Excerpts from location labeling data:
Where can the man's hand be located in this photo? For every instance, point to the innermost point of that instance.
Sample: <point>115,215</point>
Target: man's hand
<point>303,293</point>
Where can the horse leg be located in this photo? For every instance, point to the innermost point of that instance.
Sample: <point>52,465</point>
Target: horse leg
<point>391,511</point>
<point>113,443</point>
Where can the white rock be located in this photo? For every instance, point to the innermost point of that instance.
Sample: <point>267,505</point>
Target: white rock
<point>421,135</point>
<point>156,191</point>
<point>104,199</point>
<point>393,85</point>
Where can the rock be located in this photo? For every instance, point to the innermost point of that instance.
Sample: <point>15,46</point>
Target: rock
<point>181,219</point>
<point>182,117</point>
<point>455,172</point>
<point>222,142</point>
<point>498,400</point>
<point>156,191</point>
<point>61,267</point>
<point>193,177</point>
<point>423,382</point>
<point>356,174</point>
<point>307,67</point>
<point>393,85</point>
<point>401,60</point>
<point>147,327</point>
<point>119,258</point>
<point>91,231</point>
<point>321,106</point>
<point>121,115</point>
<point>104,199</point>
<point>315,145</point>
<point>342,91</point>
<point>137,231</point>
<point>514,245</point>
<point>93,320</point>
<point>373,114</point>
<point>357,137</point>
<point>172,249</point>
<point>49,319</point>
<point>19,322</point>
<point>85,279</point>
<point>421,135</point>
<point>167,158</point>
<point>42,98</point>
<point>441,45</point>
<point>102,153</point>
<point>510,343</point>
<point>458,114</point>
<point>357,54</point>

What needs to be done >> Format the part of the items that opens with the line containing "Where can the rock" and runs through the last line of the items, both ends included, as a JSON list of strings with one string per line and blank lines omitted. Include only that part.

Output of the task >>
[
  "Where can the rock be located in this photo? For every instance, point to the innermost point of that instance.",
  "Sample: <point>15,46</point>",
  "Target: rock",
  "<point>181,219</point>",
  "<point>182,117</point>",
  "<point>455,172</point>",
  "<point>222,142</point>",
  "<point>498,400</point>",
  "<point>156,191</point>",
  "<point>61,267</point>",
  "<point>193,177</point>",
  "<point>423,382</point>",
  "<point>356,174</point>",
  "<point>307,67</point>",
  "<point>393,85</point>",
  "<point>401,60</point>",
  "<point>147,327</point>",
  "<point>119,258</point>",
  "<point>91,231</point>",
  "<point>321,106</point>",
  "<point>121,115</point>",
  "<point>104,199</point>",
  "<point>315,145</point>",
  "<point>342,91</point>",
  "<point>137,231</point>",
  "<point>514,245</point>",
  "<point>93,320</point>",
  "<point>373,114</point>",
  "<point>357,137</point>",
  "<point>172,249</point>",
  "<point>49,319</point>",
  "<point>19,322</point>",
  "<point>85,279</point>",
  "<point>421,135</point>",
  "<point>167,158</point>",
  "<point>42,98</point>",
  "<point>441,45</point>",
  "<point>102,153</point>",
  "<point>510,343</point>",
  "<point>458,114</point>",
  "<point>357,54</point>"
]